*What is being asked*
Copy the listing below line for line, with no changes.

Excerpts of bounding box data
* BEGIN *

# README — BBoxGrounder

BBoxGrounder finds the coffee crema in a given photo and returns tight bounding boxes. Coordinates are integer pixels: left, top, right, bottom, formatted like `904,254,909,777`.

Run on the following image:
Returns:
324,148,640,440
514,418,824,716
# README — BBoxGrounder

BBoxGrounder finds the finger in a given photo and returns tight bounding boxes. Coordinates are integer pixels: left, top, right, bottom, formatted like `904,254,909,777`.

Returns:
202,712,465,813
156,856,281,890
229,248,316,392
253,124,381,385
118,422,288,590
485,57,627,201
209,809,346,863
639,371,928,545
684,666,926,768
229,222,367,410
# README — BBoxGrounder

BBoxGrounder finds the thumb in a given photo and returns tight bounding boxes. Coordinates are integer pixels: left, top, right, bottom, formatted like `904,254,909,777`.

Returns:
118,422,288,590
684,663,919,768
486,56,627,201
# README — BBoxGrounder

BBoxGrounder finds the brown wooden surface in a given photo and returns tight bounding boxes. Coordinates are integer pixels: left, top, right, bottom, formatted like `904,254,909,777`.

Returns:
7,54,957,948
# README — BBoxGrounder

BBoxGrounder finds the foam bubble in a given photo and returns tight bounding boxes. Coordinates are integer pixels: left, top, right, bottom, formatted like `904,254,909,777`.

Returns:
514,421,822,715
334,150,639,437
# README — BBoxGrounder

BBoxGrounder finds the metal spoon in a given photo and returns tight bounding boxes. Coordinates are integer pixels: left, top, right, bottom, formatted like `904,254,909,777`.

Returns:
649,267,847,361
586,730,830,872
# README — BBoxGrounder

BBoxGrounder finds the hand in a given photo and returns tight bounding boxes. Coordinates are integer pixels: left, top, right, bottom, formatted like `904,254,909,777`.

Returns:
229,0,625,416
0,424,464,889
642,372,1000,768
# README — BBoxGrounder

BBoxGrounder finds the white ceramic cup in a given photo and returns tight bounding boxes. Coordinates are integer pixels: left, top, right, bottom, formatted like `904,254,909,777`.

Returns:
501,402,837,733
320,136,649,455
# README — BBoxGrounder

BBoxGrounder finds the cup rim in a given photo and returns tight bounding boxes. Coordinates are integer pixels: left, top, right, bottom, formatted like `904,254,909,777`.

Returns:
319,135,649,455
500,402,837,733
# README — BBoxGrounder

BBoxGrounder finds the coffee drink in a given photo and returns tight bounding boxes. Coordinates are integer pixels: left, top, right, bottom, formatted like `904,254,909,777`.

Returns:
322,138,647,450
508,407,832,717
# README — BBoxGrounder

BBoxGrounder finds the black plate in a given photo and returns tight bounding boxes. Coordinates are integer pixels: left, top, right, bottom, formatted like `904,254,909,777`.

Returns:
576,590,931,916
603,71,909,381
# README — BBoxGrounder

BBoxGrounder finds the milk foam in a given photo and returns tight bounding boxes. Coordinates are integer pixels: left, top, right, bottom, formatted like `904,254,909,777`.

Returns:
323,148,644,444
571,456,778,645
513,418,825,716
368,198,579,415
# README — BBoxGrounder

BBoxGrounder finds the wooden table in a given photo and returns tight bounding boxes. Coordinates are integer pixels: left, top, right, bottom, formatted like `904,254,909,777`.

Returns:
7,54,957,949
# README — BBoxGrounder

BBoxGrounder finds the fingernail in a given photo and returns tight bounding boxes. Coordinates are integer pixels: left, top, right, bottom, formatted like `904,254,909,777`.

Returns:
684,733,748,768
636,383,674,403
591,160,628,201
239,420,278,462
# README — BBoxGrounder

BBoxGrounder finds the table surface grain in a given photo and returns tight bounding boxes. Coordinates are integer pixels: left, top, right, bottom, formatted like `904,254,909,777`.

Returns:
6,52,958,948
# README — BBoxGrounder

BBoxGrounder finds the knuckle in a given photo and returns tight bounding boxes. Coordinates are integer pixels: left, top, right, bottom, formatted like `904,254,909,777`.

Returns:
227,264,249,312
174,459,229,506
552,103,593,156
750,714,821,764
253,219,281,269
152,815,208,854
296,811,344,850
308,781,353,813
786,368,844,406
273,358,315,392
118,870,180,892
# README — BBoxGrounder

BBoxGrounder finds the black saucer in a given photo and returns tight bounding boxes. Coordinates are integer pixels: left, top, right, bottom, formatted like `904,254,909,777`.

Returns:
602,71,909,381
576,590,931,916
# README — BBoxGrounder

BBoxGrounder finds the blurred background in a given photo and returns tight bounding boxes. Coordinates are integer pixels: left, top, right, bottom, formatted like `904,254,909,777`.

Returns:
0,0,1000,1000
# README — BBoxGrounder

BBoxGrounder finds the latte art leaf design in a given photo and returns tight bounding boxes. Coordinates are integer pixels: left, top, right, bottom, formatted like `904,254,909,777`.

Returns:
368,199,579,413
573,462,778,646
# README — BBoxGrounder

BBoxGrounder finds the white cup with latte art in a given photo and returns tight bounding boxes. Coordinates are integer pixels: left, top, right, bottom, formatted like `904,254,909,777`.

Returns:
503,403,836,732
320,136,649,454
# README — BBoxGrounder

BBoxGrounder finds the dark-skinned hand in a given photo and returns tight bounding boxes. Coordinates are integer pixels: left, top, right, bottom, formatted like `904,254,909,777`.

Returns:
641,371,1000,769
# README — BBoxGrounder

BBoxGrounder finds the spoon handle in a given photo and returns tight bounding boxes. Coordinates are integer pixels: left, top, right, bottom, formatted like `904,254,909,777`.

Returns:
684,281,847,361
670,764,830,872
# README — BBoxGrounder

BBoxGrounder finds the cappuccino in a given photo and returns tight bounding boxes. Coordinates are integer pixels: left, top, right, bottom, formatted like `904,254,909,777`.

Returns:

* END *

*Exercise solution*
# README — BBoxGrounder

BBoxGrounder finds the coffee crema in a given photo and returns tight bounding boxes. Coordinates are integer pixels: left, top, right, bottom, formatted like `904,254,909,777`.

Run on the following image:
Returns:
324,148,640,440
514,418,824,716
# README — BBoxGrounder

BBoxGrounder finds the finger in a given photo and returns tight bounding boxes. Coordinates are integer pixels: left, top, right, bottom, formatted like `904,254,909,777`.

Returns:
202,712,465,813
156,856,281,890
229,248,316,392
253,124,381,385
118,422,288,590
485,57,627,201
209,809,346,863
639,371,928,545
684,666,926,768
229,222,367,410
# README — BBoxGrounder

BBoxGrounder finds the thumb in a given photo and returns tight bounding boxes. Coordinates are integer pixels: left, top, right, bottom, formatted like `904,254,909,777`.

Returns:
118,422,288,590
684,663,919,768
486,56,627,201
# README — BBoxGrounder

BBoxGrounder finds the brown wooden surface in a given photo and returns tight bounding boxes. Coordinates are integer pixels: left, top, right, bottom, formatted like `904,254,909,777`.

Returns:
7,54,957,948
# README — BBoxGrounder

BBoxGrounder finds the foam bubble in a given photo and returns tight bounding boxes. Coordinates are integer pixels: left, top, right, bottom, formatted like `904,254,909,777`.

Returns:
514,421,822,715
334,150,639,437
# README — BBoxGrounder

BBoxGrounder finds the metal spoon in a given photo and returns tight bounding boxes. Coordinates are integer pixels: left, top, right, bottom, formatted like `904,254,909,777`.

Returns:
649,267,847,361
586,730,830,872
# README — BBoxGrounder

BBoxGrounder finds the hand in a given photo and returns tight bounding boxes. Coordinates are integer pixels: left, top, right, bottom, formatted like `904,254,909,777`.

Returns:
229,0,625,416
0,424,464,889
642,372,1000,768
# README — BBoxGrounder

BBoxGrounder finds the white ceramic cup in a given photo and returns tight bounding boxes. Coordinates are integer pixels: left, top, right, bottom, formatted like `904,254,909,777`.

Returns:
501,402,837,733
320,136,649,455
# README — BBoxGrounder

BBoxGrounder finds the cup rim in a given photo and returns tight bounding boxes. Coordinates are integer pixels: left, top, right, bottom, formatted like `904,254,909,777`.

Returns:
319,135,649,455
500,402,837,733
# README — BBoxGrounder

BBoxGrounder finds the coffee drink in a given photo and returns tight bounding boxes. Coordinates are integer pixels: left, top, right, bottom, formatted like `904,254,909,777`.

Returns:
322,138,647,450
508,407,832,717
# README — BBoxGrounder

BBoxGrounder finds the black plate in a given photo and returns tight bounding boxes. Coordinates are integer pixels: left, top, right, bottom, formatted like `904,254,909,777`.

Returns:
576,590,931,916
603,71,909,381
# README — BBoxGrounder

BBoxGrounder finds the milk foam in a given photo and returns tight bounding boxes. Coordinates are integer pixels: left, top, right, bottom, formatted like `904,254,909,777`.

Returns:
323,148,644,444
571,456,778,645
513,418,825,716
368,198,579,415
# README — BBoxGrounder

BBoxGrounder finds the wooden table in a given photo and returns tight bounding boxes. Coordinates are integer pixels: left, top, right, bottom, formatted like `904,254,909,777`.

Returns:
7,54,957,949
# README — BBoxGrounder

BBoxGrounder finds the fingernail in a given photo and returns tight bounding boxes. Coordinates are integer pixels: left, top, right, bottom, formatted like `904,254,909,777`.

Returns:
684,733,748,768
636,383,674,403
591,160,628,201
239,420,278,462
# README — BBoxGrounder

BBoxGrounder finds the table surface grain in a given photo and returns tight bounding boxes. Coordinates are integer pixels: left, top, right, bottom, formatted like `904,254,909,777`.

Returns:
6,52,958,948
# README — BBoxGrounder

BBoxGrounder finds the knuckle in a given photo and returns tight bounding boxes. Coordinates are integer pixels: left, top, right, bottom, formatted like `904,254,909,777`.

Returns:
227,264,249,312
174,459,229,506
552,103,593,156
750,714,821,764
253,219,281,269
152,815,208,854
296,811,344,850
308,781,353,813
786,368,844,406
273,358,315,392
118,870,180,892
# README — BBoxGrounder

BBoxGrounder finds the black saucer in a given photo and returns tight bounding boxes. Coordinates are integer pixels: left, top, right, bottom, formatted like `904,254,909,777`.

Returns:
602,71,909,381
576,590,931,916
# README — BBoxGrounder

BBoxGrounder finds the blurred background in a given photo and returns tight bounding boxes. Coordinates are integer pixels: left, top, right, bottom, formatted like `904,254,909,777`.

Returns:
0,0,1000,1000
# README — BBoxGrounder

BBoxGrounder finds the latte art leaf design in a given photo and returns tight bounding boxes. Coordinates are integer pixels: left, top, right, bottom, formatted like `904,254,909,777`.

Returns:
368,199,579,413
573,462,778,646
# README — BBoxGrounder

BBoxGrounder finds the white cup with latte art in a given photo and returns tight bounding boxes. Coordinates are integer pixels: left, top, right, bottom, formatted like `904,254,909,777`.

Returns:
503,403,836,732
320,136,649,454
# README — BBoxGrounder

BBoxGrounder finds the dark-skinned hand in a given photo and returns tight bounding boxes. Coordinates are integer pixels: left, top, right, bottom, formatted like `904,254,909,777`.

Returns:
641,371,1000,769
# README — BBoxGrounder

BBoxGrounder finds the spoon handle in a given photo and returns tight bounding boxes. Coordinates are integer pixels: left, top, right, bottom, formatted like `904,254,909,777`.

Returns:
684,281,847,361
670,764,830,872
# README — BBoxGrounder

BBoxGrounder finds the cappuccino in a given photo and returns tight bounding boxes. Coordinates are integer pixels: left, top, right, bottom, formatted like `904,254,909,777`.

Returns:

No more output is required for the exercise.